▶ TASK INSTRUCTIONS: Each entry has to be copied exactly, with nothing missed.

(Saved entries)
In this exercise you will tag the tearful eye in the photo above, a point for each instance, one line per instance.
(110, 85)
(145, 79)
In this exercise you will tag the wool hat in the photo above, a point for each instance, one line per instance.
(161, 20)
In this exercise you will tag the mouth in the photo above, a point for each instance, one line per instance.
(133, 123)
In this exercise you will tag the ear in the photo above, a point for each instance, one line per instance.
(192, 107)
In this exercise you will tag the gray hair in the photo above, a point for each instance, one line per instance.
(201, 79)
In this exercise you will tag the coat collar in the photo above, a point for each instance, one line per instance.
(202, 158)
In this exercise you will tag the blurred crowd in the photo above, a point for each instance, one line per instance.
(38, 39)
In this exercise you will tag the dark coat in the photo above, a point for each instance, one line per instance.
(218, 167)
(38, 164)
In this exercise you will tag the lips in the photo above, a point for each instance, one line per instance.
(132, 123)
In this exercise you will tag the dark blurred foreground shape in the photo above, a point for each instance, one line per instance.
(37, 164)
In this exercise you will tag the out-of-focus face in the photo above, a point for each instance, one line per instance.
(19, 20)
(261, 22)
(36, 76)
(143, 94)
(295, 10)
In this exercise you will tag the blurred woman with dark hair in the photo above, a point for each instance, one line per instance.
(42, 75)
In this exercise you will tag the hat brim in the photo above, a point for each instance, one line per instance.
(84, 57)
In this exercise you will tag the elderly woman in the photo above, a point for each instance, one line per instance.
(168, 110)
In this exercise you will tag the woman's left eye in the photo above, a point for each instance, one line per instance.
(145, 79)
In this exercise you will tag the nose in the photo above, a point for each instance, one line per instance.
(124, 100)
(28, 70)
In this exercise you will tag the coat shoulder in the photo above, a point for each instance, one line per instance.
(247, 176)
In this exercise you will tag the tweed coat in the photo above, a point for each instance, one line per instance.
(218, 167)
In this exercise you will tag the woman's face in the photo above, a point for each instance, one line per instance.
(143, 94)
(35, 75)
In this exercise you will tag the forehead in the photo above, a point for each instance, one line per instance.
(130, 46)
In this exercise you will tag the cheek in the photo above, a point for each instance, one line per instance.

▶ EXPECTED OUTPUT:
In this exercise you will tag the tearful eye in the photo above, a point for each instance, one line per instance.
(110, 85)
(145, 79)
In this exercise you will tag the wool hat in the photo above, a point for each instance, one line per instance.
(161, 20)
In this exercise you will tag the mouth in the photo above, a point for each instance, one line per instance.
(133, 123)
In this exercise you will tag the ear in the photo above, a point for each instance, one line per instance.
(192, 107)
In this exercise you will tag the gray hair in the photo above, a point for each instance, one line per instance.
(201, 79)
In this exercise you will tag the coat collar in the photo above, a point for each instance, one line per instance.
(202, 158)
In this exercise you will tag the blurred crowd in the photo above, a point for each instance, one line per instance.
(38, 39)
In this exercise you will tag the dark coat in the photo above, a point for each instance, one line per instance.
(218, 167)
(38, 164)
In this exercise you will tag the lips in the photo above, a point for each instance, one line per instance.
(132, 123)
In this exercise you will tag the dark blurred foreground shape in the photo above, a point for each instance, one line per instance.
(37, 164)
In this exercise you will tag the out-of-focus face in the photo above, a point for each instance, one line per instance.
(19, 20)
(261, 22)
(36, 76)
(143, 94)
(295, 10)
In this exercise you will tag the blurred woman with dark hair in the photo above, a point for each instance, one line per instance.
(42, 75)
In this exercise you will tag the hat brim in the photo above, a point for each instance, one line per instance.
(84, 57)
In this exercise you will tag the elderly woman in the photo above, a point for each instance, one line per instance.
(168, 110)
In this exercise you will tag the woman's left eye in the photo above, a point for each instance, one line per instance.
(145, 79)
In this exercise you will tag the nose in the photo above, a point for each instance, one line per instance.
(124, 100)
(28, 70)
In this exercise you will tag the coat shoulder in the photo above, a point for each instance, one line per instance.
(247, 176)
In this exercise you will tag the tweed coat in the photo above, a point for each instance, one line per instance.
(218, 167)
In this exercise you will tag the woman's face in the photo above, a point for each instance, one line per instance.
(143, 94)
(35, 75)
In this exercise you will tag the forehead in the photo above, a point for each instance, one line per instance.
(130, 46)
In this exercise you will tag the cheek in the photo above, a point for each instance, one line per instance.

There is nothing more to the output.